● PROMPT
Identify all lines of the data containing the string "below" and copy them.

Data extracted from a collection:

---+---

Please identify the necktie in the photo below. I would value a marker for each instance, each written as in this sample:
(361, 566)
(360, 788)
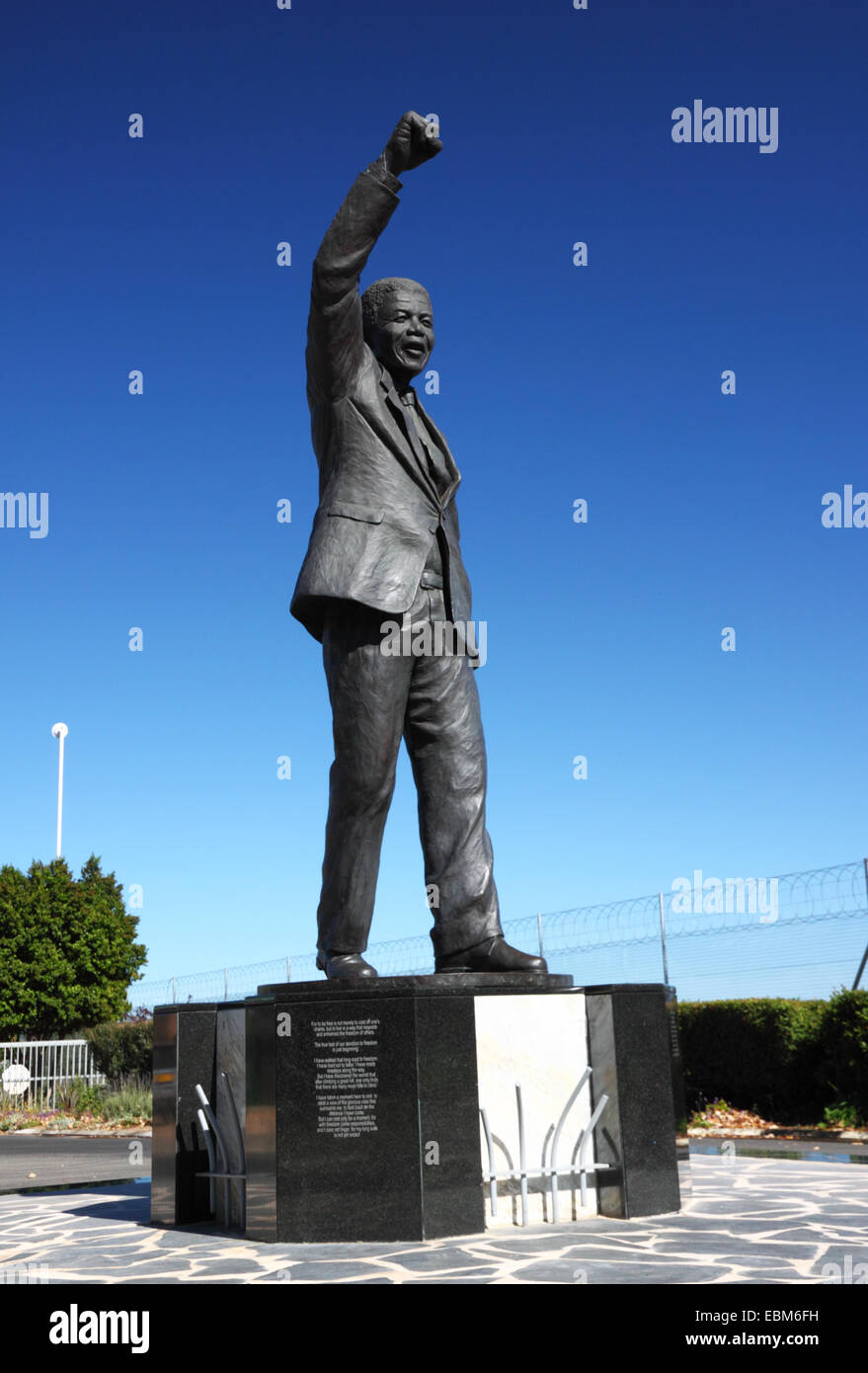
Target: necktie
(408, 400)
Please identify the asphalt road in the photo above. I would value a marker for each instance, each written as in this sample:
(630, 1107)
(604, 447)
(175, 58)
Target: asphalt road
(42, 1161)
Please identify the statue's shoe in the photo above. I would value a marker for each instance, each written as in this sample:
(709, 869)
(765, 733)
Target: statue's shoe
(344, 965)
(492, 956)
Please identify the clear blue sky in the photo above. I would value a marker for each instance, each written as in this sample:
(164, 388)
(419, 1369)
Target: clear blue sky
(556, 383)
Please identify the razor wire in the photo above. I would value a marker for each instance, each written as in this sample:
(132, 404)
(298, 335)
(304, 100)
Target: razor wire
(724, 938)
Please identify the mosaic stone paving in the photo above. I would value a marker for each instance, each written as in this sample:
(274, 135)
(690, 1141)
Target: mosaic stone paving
(750, 1221)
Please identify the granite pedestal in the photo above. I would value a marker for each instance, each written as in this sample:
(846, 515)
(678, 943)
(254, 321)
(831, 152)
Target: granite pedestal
(361, 1105)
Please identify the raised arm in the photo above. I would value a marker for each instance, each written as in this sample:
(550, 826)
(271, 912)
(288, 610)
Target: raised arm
(336, 341)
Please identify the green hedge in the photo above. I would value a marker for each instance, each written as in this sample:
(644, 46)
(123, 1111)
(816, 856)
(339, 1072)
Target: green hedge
(789, 1060)
(122, 1048)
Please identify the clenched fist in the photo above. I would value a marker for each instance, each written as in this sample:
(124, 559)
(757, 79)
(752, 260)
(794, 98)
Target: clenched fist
(411, 144)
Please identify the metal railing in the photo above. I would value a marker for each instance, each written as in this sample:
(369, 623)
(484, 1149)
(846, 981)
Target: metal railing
(35, 1069)
(727, 942)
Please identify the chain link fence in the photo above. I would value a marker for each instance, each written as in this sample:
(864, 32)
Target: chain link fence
(795, 935)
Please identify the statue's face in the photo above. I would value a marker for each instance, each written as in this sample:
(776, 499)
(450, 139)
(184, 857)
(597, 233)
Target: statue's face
(404, 334)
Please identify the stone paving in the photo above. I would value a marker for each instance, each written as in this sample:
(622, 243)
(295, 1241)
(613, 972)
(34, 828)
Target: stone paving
(750, 1221)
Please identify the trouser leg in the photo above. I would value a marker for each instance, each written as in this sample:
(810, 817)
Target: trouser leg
(368, 700)
(442, 731)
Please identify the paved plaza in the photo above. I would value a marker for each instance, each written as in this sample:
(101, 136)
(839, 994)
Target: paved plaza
(750, 1221)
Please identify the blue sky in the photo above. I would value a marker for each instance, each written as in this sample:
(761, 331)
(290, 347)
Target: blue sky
(556, 383)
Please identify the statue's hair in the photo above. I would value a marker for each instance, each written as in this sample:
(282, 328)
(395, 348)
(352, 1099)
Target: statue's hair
(376, 292)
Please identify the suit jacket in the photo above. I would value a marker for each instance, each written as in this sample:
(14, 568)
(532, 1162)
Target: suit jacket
(378, 504)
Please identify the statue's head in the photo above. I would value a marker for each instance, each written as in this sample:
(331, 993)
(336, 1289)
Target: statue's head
(399, 326)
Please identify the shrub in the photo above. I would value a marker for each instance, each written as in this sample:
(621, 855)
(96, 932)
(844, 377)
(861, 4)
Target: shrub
(793, 1062)
(762, 1055)
(129, 1102)
(122, 1048)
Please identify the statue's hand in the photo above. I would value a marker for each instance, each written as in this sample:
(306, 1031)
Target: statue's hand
(411, 144)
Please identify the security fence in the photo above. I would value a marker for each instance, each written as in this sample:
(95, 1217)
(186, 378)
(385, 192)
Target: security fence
(795, 935)
(35, 1069)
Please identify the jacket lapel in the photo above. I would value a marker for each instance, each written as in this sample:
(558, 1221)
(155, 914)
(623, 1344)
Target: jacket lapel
(419, 468)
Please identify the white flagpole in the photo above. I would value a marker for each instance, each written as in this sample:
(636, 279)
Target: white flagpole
(59, 732)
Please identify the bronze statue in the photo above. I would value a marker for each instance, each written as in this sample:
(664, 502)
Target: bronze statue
(385, 545)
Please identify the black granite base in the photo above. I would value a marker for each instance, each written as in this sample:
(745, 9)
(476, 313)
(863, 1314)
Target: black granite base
(629, 1031)
(360, 1102)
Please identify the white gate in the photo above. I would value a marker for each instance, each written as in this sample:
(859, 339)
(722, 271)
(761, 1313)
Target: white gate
(36, 1067)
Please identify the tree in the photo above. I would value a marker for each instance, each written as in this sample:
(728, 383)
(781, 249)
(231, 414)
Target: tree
(67, 949)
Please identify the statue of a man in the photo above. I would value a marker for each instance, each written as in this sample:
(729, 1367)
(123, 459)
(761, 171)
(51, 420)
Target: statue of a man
(385, 546)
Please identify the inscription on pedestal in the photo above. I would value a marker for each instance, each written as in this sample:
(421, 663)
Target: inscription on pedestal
(347, 1057)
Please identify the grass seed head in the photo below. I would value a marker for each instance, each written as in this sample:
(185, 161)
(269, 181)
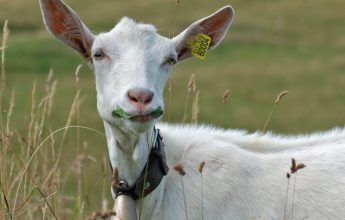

---+---

● EXERCISE RESPONSE
Please identify the necktie in the photo below. I would value a marker for each instance, each written as in this sample:
Please identify the grass seed head in the photo below. I would value a marker for each instance, each written as in this sample:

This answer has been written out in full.